Passage —
____________
# NLP YouTube Workshop (Session 1)

Welcome to the first session of our NLP Workshop Notebook! In this introductory module, we'll lay the groundwork for understanding and applying Natural Language Processing techniques using Python's NLTK and spaCy packages. 🤓


## 1. NLP Toolkit
1. **[NLTK (Natural Language Toolkit)](https://en.wikipedia.org/wiki/Natural_Language_Toolkit)** is a comprehensive open-source Python library designed for *educational* and *research* purposes in natural language processing. It provides robust tools for tasks like tokenization, stemming, lemmatization, parsing, and more, backed by extensive corpora and lexical resources. [The Natural Language Toolkit](https://www.nltk.org/)

2. **[spaCy](https://en.wikipedia.org/wiki/SpaCy)** is an *industrial-strength* NLP library in Python tailored for real-world applications, emphasizing speed and accuracy in tasks such as tokenization, named entity recognition, and dependency parsing. Its modern API and efficient design make it ideal for processing large-scale text data. [spaCy Documentation](https://spacy.io/)

In [None]:
# --- NLTK Setup ---
!pip install nltk
import nltk
# Download essential NLTK datasets: tokenizers, stopwords, WordNet, etc.
nltk.download('punkt')
nltk.download('punkt_tab')
____________
Source data —
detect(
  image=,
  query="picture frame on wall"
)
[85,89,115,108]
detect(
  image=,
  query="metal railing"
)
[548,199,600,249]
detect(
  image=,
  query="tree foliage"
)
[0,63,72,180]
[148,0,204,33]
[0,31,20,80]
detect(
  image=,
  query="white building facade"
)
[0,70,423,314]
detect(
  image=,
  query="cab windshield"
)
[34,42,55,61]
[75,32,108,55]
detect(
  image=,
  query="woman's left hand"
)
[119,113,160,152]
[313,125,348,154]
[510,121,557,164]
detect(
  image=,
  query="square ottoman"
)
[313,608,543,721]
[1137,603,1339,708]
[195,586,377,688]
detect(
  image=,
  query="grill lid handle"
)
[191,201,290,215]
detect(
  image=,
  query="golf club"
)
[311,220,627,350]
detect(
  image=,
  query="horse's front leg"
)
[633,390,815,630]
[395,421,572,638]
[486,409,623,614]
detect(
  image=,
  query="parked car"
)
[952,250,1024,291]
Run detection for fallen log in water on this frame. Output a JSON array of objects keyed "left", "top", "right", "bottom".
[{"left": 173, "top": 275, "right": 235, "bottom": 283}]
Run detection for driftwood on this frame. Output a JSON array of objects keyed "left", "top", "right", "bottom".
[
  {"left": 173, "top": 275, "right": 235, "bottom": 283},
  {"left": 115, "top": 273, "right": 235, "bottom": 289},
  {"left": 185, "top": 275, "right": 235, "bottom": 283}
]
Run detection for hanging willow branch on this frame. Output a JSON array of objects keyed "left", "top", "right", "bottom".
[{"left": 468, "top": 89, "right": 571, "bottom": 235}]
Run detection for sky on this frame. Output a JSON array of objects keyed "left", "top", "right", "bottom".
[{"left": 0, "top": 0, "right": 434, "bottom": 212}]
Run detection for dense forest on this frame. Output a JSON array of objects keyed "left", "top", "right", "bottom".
____________
Problems to solve —
• 1. Set down everything in the NLP workshop notebook from "# NLP YouTube" down to "Natural Language Toolkit](https://www.nltk.org/)".
• 2. Which two Python packages does the NLP workshop notebook say its first session will use?
• 3. Extend the NLP workshop notebook from its last line onward.

Expected responses —
• 1.
# NLP YouTube Workshop (Session 1)

Welcome to the first session of our NLP Workshop Notebook! In this introductory module, we'll lay the groundwork for understanding and applying Natural Language Processing techniques using Python's NLTK and spaCy packages. 🤓


## 1. NLP Toolkit
1. **[NLTK (Natural Language Toolkit)](https://en.wikipedia.org/wiki/Natural_Language_Toolkit)** is a comprehensive open-source Python library designed for *educational* and *research* purposes in natural language processing. It provides robust tools for tasks like tokenization, stemming, lemmatization, parsing, and more, backed by extensive corpora and lexical resources. [The Natural Language Toolkit](https://www.nltk.org/)

• 2. NLTK and spaCy.

• 3.
nltk.download('stopwords')
nltk.download('wordnet')
nltk.download('gutenberg')
nltk.download('averaged_perceptron_tagger_eng')

# --- spaCy Setup ---
!pip install spacy
import spacy

# Download and load the small English model for spaCy
!python -m spacy download en_core_web_sm
nlp = spacy.load("en_core_web_sm")


### **WordNet:**
WordNet is a comprehensive lexical database within NLTK that organizes English words into synonym sets (synsets) to facilitate semantic analysis; alternatives like BabelNet or ConceptNet extend these capabilities to multilingual and broader semantic relationships.

### **Gutenberg:**
The Gutenberg corpus in NLTK is a curated collection of classic literary texts sourced from Project Gutenberg, offering diverse works for exploring historical language patterns and stylistic nuances; alternatives like the Brown Corpus or Reuters Corpus provide additional perspectives for varied text analysis.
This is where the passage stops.